=== TASK MATERIAL ===
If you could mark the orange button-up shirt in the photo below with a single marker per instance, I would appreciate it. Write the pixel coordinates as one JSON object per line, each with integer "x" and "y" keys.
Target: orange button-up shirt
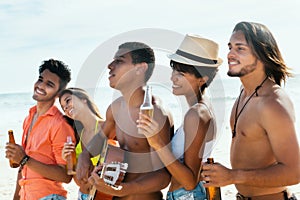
{"x": 44, "y": 143}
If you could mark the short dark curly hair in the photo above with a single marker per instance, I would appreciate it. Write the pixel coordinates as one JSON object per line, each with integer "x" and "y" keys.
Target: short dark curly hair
{"x": 141, "y": 52}
{"x": 60, "y": 69}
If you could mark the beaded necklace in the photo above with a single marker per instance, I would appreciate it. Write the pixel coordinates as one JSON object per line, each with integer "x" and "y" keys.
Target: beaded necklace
{"x": 237, "y": 115}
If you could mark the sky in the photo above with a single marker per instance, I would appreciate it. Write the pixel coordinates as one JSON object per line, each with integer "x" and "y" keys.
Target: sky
{"x": 32, "y": 30}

=== GIVEN REQUEST ===
Copy exactly, word for word, the line with "If you could mark the short" through the final line of the listing.

=== EXPECTED ANSWER ===
If you could mark the short dark curly hair in the photo above with a single marker per instance, I would appreciate it. Write the pixel coordinates as one JSON object per line, each with integer "x" and "y" keys.
Target: short dark curly hair
{"x": 141, "y": 52}
{"x": 60, "y": 69}
If you could mark the beaded necklace in the photo above with a single marker per instance, I would appreciate it. Write the pixel coordinates as one JSON object per line, each with integer "x" and "y" keys.
Target: beaded necklace
{"x": 237, "y": 115}
If you could mark the sky in the photo above with a single marker per instance, I would appreciate it. Write the pixel coordinates as one JSON object per line, each with integer "x" and "y" keys.
Target: sky
{"x": 32, "y": 30}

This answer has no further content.